[Extrait cité]

V.15. Le Maître dit que Zichan pratiquait parfaitement quatre vertus : à savoir, la déférence envers ses égaux, le respect envers ses supérieurs, la bienfaisance envers le peuple, la justice envers ses sujets.
子曰:“晏平仲善与人交,久而敬之。”
V.16. Le Maître dit : — Yan Pingzhong est admirable dans ses relations avec ses amis ; leur intimité eût-elle duré depuis longtemps, il les traite toujours avec respect.
子曰:“臧文仲居蔡,山节藻棁,何如其知也?”
V.17. Le Maître dit : — Zang Wenzhong a fait bâtir, pour loger une grande tortue, un édifice où la sculpture a figuré des montagnes sur les chapiteaux des colonnes, et la peinture a représenté des algues marines sur les colonnettes du toit. Peut-on dire que ce soit un homme éclairé ?

[Informations fournies]

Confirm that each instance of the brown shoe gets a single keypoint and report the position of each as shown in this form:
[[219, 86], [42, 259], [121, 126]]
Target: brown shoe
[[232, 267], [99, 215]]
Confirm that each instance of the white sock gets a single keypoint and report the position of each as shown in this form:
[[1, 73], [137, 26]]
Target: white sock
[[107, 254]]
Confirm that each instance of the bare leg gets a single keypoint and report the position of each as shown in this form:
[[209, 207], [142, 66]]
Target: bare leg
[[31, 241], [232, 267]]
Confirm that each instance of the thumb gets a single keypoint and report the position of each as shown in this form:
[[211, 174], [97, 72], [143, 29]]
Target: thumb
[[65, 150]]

* * *

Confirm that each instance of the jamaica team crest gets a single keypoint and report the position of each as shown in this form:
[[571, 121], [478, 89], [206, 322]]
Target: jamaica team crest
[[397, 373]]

[À faire]
[A] Recopiez l'extrait de « V.15. Le Maître » jusqu'à « homme éclairé ? » inclus, en remplaçant « Le Maître » par « Le Sage ».
[B] Énumérez les quatre vertus que, d'après l'extrait, Zichan pratiquait parfaitement.
[C] D'après l'extrait, quel animal l'édifice que Zang Wenzhong a fait bâtir devait-il loger ?

[Réponses correctes]
[A]
V.15. Le Sage dit que Zichan pratiquait parfaitement quatre vertus : à savoir, la déférence envers ses égaux, le respect envers ses supérieurs, la bienfaisance envers le peuple, la justice envers ses sujets.
子曰:“晏平仲善与人交,久而敬之。”
V.16. Le Sage dit : — Yan Pingzhong est admirable dans ses relations avec ses amis ; leur intimité eût-elle duré depuis longtemps, il les traite toujours avec respect.
子曰:“臧文仲居蔡,山节藻棁,何如其知也?”
V.17. Le Sage dit : — Zang Wenzhong a fait bâtir, pour loger une grande tortue, un édifice où la sculpture a figuré des montagnes sur les chapiteaux des colonnes, et la peinture a représenté des algues marines sur les colonnettes du toit. Peut-on dire que ce soit un homme éclairé ?

[B] La déférence envers ses égaux, le respect envers ses supérieurs, la bienfaisance envers le peuple, la justice envers ses sujets.

[C] Une grande tortue.